Activity: Starting at the line with "written like <point>523,281</point>.", retype every line through the end of the listing exactly as written, and nothing before it.

Input material:
+===+

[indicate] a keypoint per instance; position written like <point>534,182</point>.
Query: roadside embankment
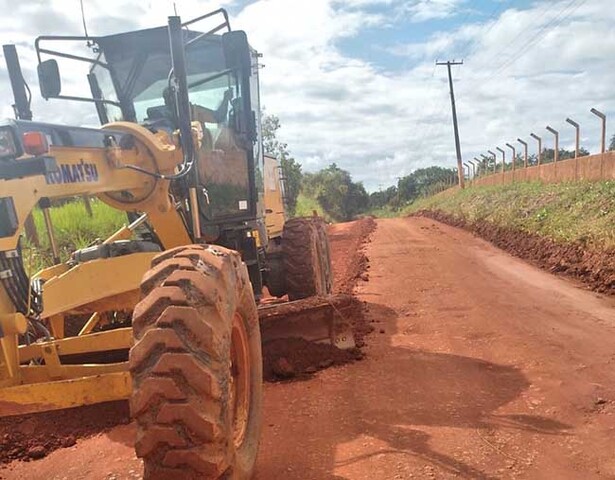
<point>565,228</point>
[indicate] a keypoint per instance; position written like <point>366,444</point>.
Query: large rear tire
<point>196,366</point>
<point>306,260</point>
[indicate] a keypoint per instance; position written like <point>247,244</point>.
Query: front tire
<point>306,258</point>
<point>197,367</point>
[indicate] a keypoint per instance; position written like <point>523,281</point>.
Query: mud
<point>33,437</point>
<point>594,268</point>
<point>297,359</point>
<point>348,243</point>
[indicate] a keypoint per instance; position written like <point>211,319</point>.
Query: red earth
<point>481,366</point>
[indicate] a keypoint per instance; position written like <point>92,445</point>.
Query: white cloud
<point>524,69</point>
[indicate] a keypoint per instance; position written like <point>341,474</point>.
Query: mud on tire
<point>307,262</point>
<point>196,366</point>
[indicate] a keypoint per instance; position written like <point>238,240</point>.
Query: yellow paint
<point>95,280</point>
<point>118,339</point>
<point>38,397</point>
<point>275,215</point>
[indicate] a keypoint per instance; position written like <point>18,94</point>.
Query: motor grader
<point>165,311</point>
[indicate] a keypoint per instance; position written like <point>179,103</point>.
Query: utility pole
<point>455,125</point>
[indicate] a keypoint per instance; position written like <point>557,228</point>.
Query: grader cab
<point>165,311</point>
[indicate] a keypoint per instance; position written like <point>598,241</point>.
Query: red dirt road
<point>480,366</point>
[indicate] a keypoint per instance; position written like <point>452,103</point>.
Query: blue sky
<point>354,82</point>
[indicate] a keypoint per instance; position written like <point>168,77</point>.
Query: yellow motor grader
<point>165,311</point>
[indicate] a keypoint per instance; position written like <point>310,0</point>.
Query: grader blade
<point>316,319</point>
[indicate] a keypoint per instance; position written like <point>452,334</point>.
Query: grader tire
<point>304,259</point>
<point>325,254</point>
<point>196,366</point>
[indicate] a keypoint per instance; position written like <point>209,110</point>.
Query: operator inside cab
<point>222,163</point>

+===+

Solution for this problem:
[indicate] a keypoint per instance; position written like <point>523,281</point>.
Query: mud
<point>33,437</point>
<point>594,268</point>
<point>297,359</point>
<point>348,243</point>
[indicate] a keypoint per instance; position written like <point>211,319</point>.
Query: red earth
<point>481,366</point>
[indicate] a keypoint per instance; position written like <point>92,445</point>.
Query: white cloud
<point>524,69</point>
[indicate] a keypoint per instance; position written like <point>341,474</point>.
Query: mud on tire
<point>307,262</point>
<point>196,366</point>
[indicate] a keypoint per instance; position written like <point>238,240</point>.
Query: yellow paint
<point>95,280</point>
<point>118,339</point>
<point>38,397</point>
<point>275,215</point>
[indicate] a keypoint per instance; position written like <point>18,94</point>.
Query: motor grader
<point>165,311</point>
[indicate] a keypoint per instance; position written like <point>179,103</point>.
Query: utility pole
<point>455,125</point>
[indicate] a keypoint per instance; position written like <point>557,228</point>.
Query: grader cab
<point>165,311</point>
[indicate] a keypoint per instance; position written like <point>598,241</point>.
Query: red dirt road
<point>480,366</point>
[indicate] a keypoint per instance; position written like <point>452,103</point>.
Query: blue sky
<point>354,82</point>
[indicate] a keypoint per instance; position written like <point>168,77</point>.
Query: yellow motor grader
<point>165,311</point>
[indicate] a keypoint per instance; position written like <point>310,0</point>.
Query: grader blade
<point>316,319</point>
[indicate] a keypoint per instance; position written like <point>452,334</point>.
Query: grader tire
<point>304,259</point>
<point>325,254</point>
<point>196,366</point>
[indicate] a keypoint per instance; position written like <point>209,110</point>.
Query: operator inside cab
<point>222,163</point>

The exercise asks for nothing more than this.